Output the data that follows, keeping every line identical.

[Collected data]
BEGIN

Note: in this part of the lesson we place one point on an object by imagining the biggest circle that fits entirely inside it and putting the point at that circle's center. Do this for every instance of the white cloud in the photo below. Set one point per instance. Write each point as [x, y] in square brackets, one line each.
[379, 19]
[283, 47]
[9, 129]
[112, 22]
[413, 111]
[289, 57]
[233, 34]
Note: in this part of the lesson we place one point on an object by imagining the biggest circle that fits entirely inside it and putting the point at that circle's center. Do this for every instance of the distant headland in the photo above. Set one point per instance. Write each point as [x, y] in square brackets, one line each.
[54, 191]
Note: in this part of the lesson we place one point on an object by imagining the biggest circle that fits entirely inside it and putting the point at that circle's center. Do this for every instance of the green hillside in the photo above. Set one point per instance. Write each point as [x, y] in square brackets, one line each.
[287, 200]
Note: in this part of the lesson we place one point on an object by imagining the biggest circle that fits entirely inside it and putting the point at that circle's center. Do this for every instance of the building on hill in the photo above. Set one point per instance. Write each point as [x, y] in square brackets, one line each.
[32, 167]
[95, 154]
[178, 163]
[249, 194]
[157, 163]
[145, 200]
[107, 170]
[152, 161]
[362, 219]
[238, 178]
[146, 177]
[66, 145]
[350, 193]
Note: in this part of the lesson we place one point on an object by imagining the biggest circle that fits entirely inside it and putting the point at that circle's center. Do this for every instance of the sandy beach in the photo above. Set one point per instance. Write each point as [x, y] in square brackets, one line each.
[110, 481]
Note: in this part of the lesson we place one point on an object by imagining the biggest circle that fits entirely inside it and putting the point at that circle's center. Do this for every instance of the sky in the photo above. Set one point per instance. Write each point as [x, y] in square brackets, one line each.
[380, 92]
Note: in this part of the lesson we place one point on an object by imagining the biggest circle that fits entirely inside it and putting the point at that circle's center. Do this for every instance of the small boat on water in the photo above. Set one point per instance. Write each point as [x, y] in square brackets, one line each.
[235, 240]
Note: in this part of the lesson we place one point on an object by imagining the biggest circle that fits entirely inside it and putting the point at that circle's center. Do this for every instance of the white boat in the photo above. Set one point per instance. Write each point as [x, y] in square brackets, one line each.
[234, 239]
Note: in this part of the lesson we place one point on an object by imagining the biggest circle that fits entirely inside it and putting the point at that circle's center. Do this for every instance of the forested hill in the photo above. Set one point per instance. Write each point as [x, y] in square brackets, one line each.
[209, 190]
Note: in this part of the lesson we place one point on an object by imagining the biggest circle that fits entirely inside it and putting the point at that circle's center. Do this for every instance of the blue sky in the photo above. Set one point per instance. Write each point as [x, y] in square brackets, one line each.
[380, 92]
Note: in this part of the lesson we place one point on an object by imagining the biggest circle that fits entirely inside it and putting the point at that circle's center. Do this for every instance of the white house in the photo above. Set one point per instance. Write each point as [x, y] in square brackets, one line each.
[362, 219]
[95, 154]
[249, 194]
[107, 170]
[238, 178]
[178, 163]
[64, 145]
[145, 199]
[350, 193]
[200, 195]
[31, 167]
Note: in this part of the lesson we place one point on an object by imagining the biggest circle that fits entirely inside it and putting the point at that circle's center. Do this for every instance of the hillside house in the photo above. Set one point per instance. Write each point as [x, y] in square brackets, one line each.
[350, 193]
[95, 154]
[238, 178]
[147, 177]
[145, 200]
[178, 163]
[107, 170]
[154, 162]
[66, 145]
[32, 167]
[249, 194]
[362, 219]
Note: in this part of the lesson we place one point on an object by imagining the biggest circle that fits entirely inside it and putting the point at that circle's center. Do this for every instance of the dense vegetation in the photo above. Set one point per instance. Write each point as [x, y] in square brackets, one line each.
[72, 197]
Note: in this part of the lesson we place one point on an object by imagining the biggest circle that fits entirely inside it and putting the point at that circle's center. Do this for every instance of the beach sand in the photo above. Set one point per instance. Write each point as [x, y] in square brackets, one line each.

END

→ WRITTEN REPLY
Note: in this part of the lesson we place one point on an object by imagining the biggest circle that fits entirely inside it and putting the point at that circle's center. Do this for every instance of the white cloud in the photo below. Set one point per instance. Write each point as [x, y] in square brackets, one line each.
[379, 19]
[283, 47]
[9, 129]
[112, 22]
[413, 111]
[289, 57]
[233, 34]
Note: in this part of the lesson we place one point on an object by imagining the biggest circle that fits entirely inside it and putting the point at that circle's center. Do this for every instance of the distant headland in the photo above. Set one point per instance. Write each point as [x, y] in square brackets, one line each.
[54, 191]
Note: in this part of the lesson we place one point on an object by imagining the biggest circle that fits entirely inside it and putting the point at that circle's center. Do this for every instance of the green hillside in the photo above. Set one point per instance. Write each point as [x, y] in square brackets, one line each.
[287, 200]
Note: in this part of the lesson we place one point on an object by imagining the biggest circle that fits entirely inside it and putting the point at that circle's center. Do this for every instance of the building on hill in the photo above. Set one point per instance. Write each point as [x, y] in square brackets, one line each.
[32, 167]
[95, 154]
[178, 163]
[249, 194]
[157, 163]
[145, 200]
[107, 170]
[152, 161]
[362, 219]
[238, 178]
[146, 177]
[66, 145]
[350, 193]
Note: in this part of the lesson we place one point on an object by imagining the biggest circle that fits entirely inside it and putting the point at that circle's center. Do this for every instance of the sandy beach in the photo above. Set one point per instance. Write each point as [x, y] in square brackets, one line each.
[110, 481]
Note: in this part of the lesson we place one point on an object by imagining the biggest circle that fits entirely inside it and putting the point at that circle's center. Do this for every instance of the sky in the photo above. Set one point per instance. Write each point as [x, y] in square brackets, one line each.
[380, 92]
Note: in this part of the lesson we place one point on an object by imagining the biggest circle that fits entirely inside it and putting the point at that circle's center. Do this for every instance of the small boat on water in the photo above. Set one point per instance. Write each point as [x, y] in square brackets, one line each.
[235, 240]
Note: in this part of the lesson we place one point on an object by imagining the biggest circle that fits entirely inside it and putting the point at that circle's center. Do this for every instance of the white boat in the photo above. Set one point per instance. Write each point as [x, y] in square brackets, one line each.
[234, 239]
Note: in this part of the lesson we place one point on an object by imagining the biggest circle that fits entirely inside it and putting the point at that circle's center. Do this for every instance of the forested hill in the photo above. Set one point per instance. Write each point as [x, y] in square brackets, one line each.
[209, 190]
Note: in this part of the lesson we place one point on an object by imagining the biggest circle that fits entirely inside it and putting the point at that circle's center. Do this for every instance of the blue sky in the photo above. Set one point per instance. Write each point as [x, y] in square brackets, one line each.
[380, 92]
Note: in this part of the lesson we place one point on an object by imagining the biggest circle that fits entirely inside it and putting the point at that circle's center. Do this for every instance of the white house in the photo above. Set one point per instance. Write each point as [x, y] in square brackets, one line each.
[362, 219]
[95, 154]
[249, 194]
[107, 170]
[238, 178]
[178, 163]
[64, 145]
[145, 199]
[350, 193]
[200, 195]
[31, 167]
Note: in this part of the lesson we place one point on an object by imagining the biggest circle that fits entirely inside it and putting the point at that circle's center. Do this for every instance of the hillside house in the photo above. Set one point per instance. Write each point as [x, y] in square brackets, one line each.
[350, 193]
[95, 154]
[238, 178]
[147, 177]
[145, 200]
[178, 163]
[107, 170]
[154, 162]
[66, 145]
[32, 167]
[249, 194]
[362, 219]
Note: in this part of the lesson we place one point on an object by imagining the biggest circle that fits entirely inside it and putting the point at that circle's center. Do this for every instance of the dense vegetation in the photo above. Set one point per instance. Write each point as [x, y] in square brackets, one line each.
[72, 197]
Note: in this part of the lesson we place one point on an object by imagining the biggest circle that fits entirely inside it and putting the point at that circle's center. Do this for every instance of the beach sand in the photo above. Set one point per instance. Write each point as [x, y] in square brackets, one line each.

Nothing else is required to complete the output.